▶ [EXCERPT]
North Korea to mass produce self-detonating explosive drones, state media reports

North Korean leader Kim Jong Un oversees test flights of self-detonating drones, according to North Korean state media, on November 14, 2024. This image was partially blurred before its release.

North Korean leader Kim Jong Un has ordered his country to quickly start mass producing self-detonating explosive drones, calling their development an “essential requirement,” after overseeing a test of the deadly aerial weapon, state media reported Friday.

Images published by North Korean state media show Kim and various officials at the launch site. Images show a car and a tank being destroyed by what appears to be unmanned aerial vehicles, which have been heavily blurred by the news agency.

State media reported that drones “of various types precisely hit the targets” as part of the test. They can be “used within different striking ranges” and are designed “to precisely attack any enemy targets on the ground and in the sea,” it said.

Kim said the use of such drones in military activities is being expanded around the world and authorities are recognizing that “drones are achieving clear successes in big and small conflicts,” state media reported.

Such self-detonating drones, also sometimes referred to as suicide drones, have been widely used to great effect on the battlefield in Russia’s war in Ukraine and in the Middle East.

Comparatively cheap to produce and usually deployed in swarms making their numbers difficult to shoot down, drones such as the Iranian-made Shahed 136 have transformed modern combat, providing an asymmetric advantage when deployed against technically superior adversaries.

Kim “underscored the need to build a serial production system as early as possible and go into full-scale mass production,” state media reported, adding that “such objective change urgently calls for updating many parts of military theory.”

The order comes as concern in the West grows over North Korea’s military cooperation with Russia.

The US State Department said Tuesday that 10,000 North Korean soldiers had been sent to Russia and “have begun engaging in combat operations with Russian forces” in Kursk region, where Ukraine’s three-month military incursion into Russian territory has stalled.

A Ukrainian commander previously told CNN North Korean troops were a “significant resource” for Moscow’s war on Ukraine, as even those being deployed defensively would free up Russian troops for assault operations elsewhere and would eventually be used in direct combat.

The North Korean troops dispatched to Russia are deemed to have not had suitable training for drone warfare, according to a South Korea’s Defense Intellectual Agency evaluation shared by lawmakers briefed on the issue.

South Korea’s defense minister last month expressed concern that Pyongyang is “very likely to ask” Moscow for advanced technology related to nuclear weapons in exchange for deploying troops to Ukraine.

Thursday’s drone test came after North Korea on Tuesday ratified a mutual defense treaty with Russia in which the two countries pledged to use all available means to provide immediate military assistance in the event the other is attacked.

The move cements the two countries’ deepening alignment in the face of their international isolation over Russia’s war in Ukraine and Pyongyang’s nuclear and ballistic missile program.

The defense pact was signed in June by Kim and Vladimir Putin during a rare state visit by the Russian leader to Pyongyang.

Kim previously oversaw the test of self-detonating drones in August, where he stressed the need to equip the North Korean army with them “as early as possible.”

In October, North Korea threatened “retaliation” after accusing South Korea of flying propaganda-filled drones over Pyongyang. Seoul did not confirm or deny the accusations after North Korea’s state-run KCNA published images of what it claimed was a drone, as well as leaflets that said, “a comparison of the food you can buy,” and “North Korea’s economic situation falling into hell.”

In 2022, North Korea sent five drones into South Korea, four of which flew around Ganghwa island and another that flew over capital Seoul’s northern airspace.

Dataset excerpts:

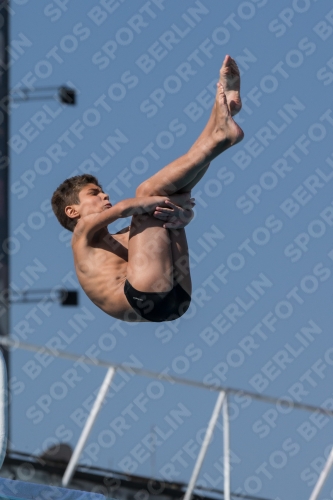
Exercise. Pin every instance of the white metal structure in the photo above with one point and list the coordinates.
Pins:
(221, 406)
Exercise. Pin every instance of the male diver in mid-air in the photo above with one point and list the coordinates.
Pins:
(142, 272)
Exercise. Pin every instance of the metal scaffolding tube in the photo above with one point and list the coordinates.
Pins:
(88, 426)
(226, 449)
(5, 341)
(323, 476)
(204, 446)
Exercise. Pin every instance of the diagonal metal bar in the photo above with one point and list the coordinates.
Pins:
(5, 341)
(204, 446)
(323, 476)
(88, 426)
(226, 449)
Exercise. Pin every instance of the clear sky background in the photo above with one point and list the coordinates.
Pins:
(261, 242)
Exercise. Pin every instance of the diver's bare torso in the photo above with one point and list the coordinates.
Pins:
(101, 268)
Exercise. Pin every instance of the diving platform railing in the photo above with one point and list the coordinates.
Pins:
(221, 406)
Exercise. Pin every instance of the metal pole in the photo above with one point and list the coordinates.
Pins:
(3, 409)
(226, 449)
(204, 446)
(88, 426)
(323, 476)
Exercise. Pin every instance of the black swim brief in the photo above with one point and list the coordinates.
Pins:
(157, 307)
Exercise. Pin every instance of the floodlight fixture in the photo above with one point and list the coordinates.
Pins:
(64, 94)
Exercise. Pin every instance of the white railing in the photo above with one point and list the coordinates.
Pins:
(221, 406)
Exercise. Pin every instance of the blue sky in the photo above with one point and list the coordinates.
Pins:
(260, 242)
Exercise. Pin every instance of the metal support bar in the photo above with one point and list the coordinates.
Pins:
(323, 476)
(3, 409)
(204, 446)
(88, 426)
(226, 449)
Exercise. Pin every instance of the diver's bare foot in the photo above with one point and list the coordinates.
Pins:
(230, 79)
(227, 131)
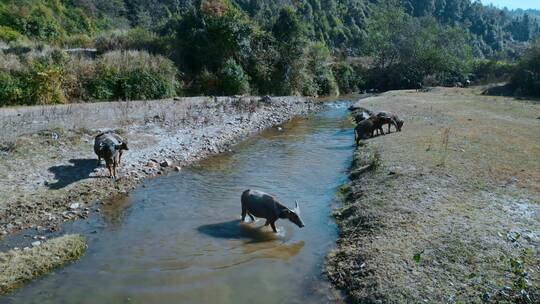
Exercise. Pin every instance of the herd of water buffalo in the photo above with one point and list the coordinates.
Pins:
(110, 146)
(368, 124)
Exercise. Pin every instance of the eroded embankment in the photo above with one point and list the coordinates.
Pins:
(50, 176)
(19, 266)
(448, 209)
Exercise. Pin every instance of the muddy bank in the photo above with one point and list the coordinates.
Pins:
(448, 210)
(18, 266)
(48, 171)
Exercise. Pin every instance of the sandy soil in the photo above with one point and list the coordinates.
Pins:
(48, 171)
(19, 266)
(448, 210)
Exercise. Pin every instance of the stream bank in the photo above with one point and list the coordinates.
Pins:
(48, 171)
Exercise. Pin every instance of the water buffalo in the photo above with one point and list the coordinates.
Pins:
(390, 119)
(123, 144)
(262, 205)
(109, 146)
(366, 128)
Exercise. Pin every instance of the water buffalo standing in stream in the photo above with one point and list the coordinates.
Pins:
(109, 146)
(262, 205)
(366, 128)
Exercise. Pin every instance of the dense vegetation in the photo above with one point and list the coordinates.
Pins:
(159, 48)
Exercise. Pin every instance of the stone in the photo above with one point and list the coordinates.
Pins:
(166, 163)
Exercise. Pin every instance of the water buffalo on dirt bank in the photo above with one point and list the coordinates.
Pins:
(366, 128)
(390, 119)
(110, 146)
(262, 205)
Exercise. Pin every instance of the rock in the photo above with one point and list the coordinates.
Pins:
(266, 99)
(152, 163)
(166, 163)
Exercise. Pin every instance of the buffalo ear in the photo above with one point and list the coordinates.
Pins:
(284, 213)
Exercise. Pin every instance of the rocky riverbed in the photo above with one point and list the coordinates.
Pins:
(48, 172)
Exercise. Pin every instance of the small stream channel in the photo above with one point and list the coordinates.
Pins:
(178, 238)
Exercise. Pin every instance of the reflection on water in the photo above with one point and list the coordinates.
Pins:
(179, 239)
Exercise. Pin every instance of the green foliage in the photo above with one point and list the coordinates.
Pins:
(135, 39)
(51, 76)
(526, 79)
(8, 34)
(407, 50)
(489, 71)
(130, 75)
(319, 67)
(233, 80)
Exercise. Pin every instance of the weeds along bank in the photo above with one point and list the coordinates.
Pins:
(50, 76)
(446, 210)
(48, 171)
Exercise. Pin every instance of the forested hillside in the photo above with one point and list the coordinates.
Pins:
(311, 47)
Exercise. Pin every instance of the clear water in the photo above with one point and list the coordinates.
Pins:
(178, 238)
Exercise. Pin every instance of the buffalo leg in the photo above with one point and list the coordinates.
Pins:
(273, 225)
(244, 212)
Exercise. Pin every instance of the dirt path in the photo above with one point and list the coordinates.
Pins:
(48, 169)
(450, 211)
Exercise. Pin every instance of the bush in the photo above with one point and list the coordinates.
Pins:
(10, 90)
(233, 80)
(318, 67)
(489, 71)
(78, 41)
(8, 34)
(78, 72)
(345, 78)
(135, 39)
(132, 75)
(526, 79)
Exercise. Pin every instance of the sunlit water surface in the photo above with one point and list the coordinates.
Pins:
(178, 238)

▶ [BRIEF] Transcribe the passage of the article on North Korea's explosive drones from "Thursday’s drone test" up to and including "other is attacked.".

▶ [REPLY]
Thursday’s drone test came after North Korea on Tuesday ratified a mutual defense treaty with Russia in which the two countries pledged to use all available means to provide immediate military assistance in the event the other is attacked.